Stated task: Scale the stretch from the line containing "of the blurred" through the end of the rows: write out every line again, requests included, with each x and y coordinate in the answers multiplied by 1.2 and rounded to a whole number, halves up.
┌────────
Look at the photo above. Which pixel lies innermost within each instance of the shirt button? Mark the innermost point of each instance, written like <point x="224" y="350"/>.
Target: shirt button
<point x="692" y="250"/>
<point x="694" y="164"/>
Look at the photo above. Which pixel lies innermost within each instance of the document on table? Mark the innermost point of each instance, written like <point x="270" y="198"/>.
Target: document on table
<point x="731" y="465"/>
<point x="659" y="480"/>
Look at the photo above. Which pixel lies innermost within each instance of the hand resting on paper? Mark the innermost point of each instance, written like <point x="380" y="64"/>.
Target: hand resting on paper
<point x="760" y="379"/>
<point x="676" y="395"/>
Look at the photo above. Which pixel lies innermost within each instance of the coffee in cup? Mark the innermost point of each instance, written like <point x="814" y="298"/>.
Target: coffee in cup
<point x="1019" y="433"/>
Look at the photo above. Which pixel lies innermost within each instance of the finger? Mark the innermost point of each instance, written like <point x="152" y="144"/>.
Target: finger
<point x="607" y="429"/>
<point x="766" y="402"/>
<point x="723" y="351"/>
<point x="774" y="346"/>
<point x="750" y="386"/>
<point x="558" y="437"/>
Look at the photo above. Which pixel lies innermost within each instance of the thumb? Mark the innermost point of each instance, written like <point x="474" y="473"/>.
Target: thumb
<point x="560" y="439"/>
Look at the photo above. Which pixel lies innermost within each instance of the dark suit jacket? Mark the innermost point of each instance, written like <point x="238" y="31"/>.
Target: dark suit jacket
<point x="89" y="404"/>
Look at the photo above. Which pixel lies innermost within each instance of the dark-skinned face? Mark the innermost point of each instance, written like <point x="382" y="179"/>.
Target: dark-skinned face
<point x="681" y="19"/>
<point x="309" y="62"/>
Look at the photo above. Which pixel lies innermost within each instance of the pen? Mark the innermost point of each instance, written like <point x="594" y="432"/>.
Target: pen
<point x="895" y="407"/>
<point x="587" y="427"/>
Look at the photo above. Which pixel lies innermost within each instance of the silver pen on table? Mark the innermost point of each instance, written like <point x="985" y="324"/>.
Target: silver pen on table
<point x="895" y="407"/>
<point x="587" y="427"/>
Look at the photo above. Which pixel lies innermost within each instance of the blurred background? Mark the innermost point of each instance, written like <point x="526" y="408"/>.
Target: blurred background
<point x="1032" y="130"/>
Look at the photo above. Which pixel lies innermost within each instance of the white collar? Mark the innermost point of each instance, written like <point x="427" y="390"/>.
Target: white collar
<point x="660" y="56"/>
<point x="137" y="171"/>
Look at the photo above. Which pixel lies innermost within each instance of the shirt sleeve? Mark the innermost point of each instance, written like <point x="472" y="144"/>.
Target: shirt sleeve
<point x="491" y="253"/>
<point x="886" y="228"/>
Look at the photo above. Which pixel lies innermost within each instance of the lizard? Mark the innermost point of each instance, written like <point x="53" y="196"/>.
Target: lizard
└────────
Answer to the task:
Look at the photo above. Which pixel lies innermost within each instance of the blurred background? Mark the innermost point of each instance, written like <point x="526" y="408"/>.
Target: blurred background
<point x="1238" y="156"/>
Look at the photo above. Which pixel lies innermost within each instance of the white collar? Mark the innermost point of each instance, written like <point x="427" y="390"/>.
Target: white collar
<point x="792" y="67"/>
<point x="164" y="205"/>
Look at the photo above. Which pixel lies innermost within each instance of the shirt sleeve? Mark the innermost point of each instance, written like <point x="472" y="144"/>.
Target: shirt sleeve
<point x="589" y="304"/>
<point x="1063" y="274"/>
Look at the photo above. Which pixel lies innermost within each instance of the lizard? Mark the innermost point of each instance, written like <point x="53" y="196"/>.
Target: lizard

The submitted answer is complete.